Referring expression data
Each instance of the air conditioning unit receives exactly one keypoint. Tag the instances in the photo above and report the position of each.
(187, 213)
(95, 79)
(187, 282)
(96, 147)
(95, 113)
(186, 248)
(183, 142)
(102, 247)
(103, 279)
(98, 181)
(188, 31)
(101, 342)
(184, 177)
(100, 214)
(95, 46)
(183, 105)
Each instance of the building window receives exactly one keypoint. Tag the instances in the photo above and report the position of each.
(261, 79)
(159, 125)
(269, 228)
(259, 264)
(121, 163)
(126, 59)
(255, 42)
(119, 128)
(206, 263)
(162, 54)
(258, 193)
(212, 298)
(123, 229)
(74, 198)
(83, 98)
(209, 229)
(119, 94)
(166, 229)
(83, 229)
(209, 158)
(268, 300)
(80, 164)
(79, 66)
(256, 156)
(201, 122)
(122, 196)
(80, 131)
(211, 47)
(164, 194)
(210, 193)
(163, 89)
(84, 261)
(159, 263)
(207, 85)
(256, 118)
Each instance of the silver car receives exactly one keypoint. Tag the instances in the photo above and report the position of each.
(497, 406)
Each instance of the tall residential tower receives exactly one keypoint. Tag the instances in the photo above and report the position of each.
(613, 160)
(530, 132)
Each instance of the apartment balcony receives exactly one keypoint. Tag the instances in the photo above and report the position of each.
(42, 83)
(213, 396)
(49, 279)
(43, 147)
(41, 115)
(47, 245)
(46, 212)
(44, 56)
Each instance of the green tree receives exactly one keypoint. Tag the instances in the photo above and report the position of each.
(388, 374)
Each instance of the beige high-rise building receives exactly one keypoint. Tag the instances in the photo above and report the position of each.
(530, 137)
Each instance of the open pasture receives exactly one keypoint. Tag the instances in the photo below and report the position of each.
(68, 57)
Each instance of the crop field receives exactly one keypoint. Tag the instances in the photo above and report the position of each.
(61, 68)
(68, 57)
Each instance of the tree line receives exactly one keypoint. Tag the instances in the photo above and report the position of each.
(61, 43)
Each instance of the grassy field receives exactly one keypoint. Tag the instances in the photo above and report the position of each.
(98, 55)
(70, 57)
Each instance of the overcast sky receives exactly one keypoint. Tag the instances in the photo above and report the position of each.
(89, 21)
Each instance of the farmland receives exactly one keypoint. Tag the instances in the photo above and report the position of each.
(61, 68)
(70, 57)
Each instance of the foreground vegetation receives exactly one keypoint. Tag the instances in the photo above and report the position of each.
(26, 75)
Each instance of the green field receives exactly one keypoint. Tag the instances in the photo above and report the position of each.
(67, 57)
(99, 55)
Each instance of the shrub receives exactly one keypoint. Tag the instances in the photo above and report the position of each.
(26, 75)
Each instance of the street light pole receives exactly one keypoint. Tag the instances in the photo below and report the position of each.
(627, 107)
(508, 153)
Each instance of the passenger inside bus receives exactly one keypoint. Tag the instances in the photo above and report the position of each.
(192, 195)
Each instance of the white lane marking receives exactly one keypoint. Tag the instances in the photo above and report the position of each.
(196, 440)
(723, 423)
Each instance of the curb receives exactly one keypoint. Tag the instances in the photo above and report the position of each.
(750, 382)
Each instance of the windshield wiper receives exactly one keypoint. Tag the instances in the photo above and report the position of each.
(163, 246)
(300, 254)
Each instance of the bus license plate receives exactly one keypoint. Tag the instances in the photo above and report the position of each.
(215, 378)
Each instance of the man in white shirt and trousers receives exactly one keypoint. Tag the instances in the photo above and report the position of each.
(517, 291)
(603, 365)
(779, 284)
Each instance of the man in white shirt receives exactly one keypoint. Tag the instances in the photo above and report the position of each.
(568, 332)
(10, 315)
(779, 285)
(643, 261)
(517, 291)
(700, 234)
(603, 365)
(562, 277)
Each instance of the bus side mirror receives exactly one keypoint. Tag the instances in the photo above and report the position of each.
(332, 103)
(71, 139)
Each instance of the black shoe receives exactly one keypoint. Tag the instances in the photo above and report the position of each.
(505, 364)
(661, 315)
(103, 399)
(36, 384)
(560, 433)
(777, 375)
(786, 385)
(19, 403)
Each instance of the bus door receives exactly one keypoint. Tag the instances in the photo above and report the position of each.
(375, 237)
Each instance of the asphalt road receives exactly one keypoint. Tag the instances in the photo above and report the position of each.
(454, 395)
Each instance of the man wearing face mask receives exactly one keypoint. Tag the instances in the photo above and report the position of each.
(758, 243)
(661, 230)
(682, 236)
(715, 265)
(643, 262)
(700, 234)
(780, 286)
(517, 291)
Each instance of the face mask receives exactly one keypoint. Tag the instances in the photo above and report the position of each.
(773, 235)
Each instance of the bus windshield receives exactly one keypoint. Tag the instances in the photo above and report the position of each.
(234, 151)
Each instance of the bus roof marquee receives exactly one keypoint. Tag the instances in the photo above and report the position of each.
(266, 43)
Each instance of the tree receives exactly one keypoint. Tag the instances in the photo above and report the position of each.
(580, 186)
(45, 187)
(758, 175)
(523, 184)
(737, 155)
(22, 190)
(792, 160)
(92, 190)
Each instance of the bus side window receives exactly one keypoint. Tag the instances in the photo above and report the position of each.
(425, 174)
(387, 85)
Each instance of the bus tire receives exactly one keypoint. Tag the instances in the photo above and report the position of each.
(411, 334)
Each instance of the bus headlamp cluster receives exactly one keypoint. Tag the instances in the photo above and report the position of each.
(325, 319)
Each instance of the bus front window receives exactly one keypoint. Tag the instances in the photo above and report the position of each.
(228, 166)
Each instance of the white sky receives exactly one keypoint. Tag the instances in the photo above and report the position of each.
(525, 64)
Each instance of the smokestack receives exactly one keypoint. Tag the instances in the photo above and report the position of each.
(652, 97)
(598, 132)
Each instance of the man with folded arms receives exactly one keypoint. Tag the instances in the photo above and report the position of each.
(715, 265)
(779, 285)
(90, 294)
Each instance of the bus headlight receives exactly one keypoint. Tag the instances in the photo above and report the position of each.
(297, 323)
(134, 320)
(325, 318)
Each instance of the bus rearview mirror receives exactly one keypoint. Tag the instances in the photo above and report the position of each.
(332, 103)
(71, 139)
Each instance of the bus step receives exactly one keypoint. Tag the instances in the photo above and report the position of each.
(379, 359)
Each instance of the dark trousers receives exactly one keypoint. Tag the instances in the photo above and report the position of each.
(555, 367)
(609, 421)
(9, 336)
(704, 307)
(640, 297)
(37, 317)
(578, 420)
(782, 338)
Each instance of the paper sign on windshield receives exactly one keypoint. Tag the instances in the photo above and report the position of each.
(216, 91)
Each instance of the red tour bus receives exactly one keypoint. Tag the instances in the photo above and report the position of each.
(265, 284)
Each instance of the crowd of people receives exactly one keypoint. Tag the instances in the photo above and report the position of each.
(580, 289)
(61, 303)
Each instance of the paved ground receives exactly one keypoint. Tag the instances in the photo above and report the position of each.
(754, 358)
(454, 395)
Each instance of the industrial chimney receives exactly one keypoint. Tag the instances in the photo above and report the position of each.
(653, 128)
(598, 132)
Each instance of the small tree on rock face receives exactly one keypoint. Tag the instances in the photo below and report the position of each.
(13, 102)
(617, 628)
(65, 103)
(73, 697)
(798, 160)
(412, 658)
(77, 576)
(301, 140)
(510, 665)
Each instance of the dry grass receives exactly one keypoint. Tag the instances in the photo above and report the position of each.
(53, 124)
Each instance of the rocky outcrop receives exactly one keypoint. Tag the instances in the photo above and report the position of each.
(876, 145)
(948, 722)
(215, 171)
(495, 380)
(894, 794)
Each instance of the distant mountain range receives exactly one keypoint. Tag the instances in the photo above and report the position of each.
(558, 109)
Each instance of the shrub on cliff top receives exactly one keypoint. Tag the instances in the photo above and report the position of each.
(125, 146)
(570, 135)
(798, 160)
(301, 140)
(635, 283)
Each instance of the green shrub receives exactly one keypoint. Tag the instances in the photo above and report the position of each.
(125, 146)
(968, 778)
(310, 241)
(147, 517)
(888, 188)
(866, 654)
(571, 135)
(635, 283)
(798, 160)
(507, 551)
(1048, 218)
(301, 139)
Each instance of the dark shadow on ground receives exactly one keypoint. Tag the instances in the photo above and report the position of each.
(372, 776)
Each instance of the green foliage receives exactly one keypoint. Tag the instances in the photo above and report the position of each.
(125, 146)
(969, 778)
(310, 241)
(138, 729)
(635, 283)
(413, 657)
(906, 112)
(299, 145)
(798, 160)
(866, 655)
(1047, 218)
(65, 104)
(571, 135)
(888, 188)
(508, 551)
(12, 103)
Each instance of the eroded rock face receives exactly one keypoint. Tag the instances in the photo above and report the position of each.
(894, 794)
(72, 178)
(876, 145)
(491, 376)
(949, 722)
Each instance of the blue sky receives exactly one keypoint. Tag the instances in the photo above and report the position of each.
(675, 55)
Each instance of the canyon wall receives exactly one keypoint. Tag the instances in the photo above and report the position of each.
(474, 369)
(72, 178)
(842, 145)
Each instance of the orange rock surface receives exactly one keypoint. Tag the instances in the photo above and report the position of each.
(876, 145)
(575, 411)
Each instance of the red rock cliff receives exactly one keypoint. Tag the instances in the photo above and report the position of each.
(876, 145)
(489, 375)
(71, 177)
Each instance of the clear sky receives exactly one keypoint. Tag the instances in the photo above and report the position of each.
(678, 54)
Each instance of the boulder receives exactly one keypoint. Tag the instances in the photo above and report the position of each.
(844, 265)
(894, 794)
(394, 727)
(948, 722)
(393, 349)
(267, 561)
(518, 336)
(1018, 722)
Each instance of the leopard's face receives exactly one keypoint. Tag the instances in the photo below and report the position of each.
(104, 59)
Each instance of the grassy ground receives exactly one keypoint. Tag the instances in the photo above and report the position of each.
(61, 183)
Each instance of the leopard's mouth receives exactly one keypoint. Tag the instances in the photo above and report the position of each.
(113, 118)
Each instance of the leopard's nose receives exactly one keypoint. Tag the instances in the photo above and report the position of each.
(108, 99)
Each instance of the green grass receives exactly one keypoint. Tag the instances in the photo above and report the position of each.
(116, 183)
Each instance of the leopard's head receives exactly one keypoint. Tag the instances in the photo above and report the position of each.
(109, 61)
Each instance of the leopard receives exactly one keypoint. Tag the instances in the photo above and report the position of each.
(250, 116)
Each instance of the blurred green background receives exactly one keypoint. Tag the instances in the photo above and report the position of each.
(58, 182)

WHAT YOU ARE ASKED TO DO:
Nothing but the lines from the one with "Each instance of the boulder" through the last line of the entries should be repeated, and those exactly.

OUTPUT OF THE EXERCISE:
Each instance of the boulder receives exactly one keypoint. Tag the instances in the photo above and report the position of each.
(844, 265)
(894, 794)
(394, 727)
(948, 722)
(393, 349)
(267, 561)
(518, 336)
(1018, 722)
Each instance of the leopard's face receives exactly one keypoint. Tag the instances in the photo below and report the position of each.
(104, 59)
Each instance of the grassy ground receives exactly one keypoint. Tag the instances in the photo above and report the position of each.
(61, 183)
Each instance of the leopard's mouth receives exactly one keypoint. Tag the instances in the photo above and report the position of each.
(113, 118)
Each instance of the leopard's nose receives exactly one keypoint. Tag the instances in the photo above and report the position of each.
(108, 99)
Each instance of the green grass receives exactly one keypoint. Tag the instances in the photo above and report the position of each.
(116, 183)
Each instance of the leopard's head receives exactly one keypoint. Tag the instances in the photo above and report the position of each.
(109, 61)
Each instance of the leopard receives exactly one keypoint. Tag the instances in the photo above and report the position of each.
(250, 116)
Each instance of the blurred green background receives exactly one keypoint. Tag the instances in the photo above and report the position of each.
(58, 182)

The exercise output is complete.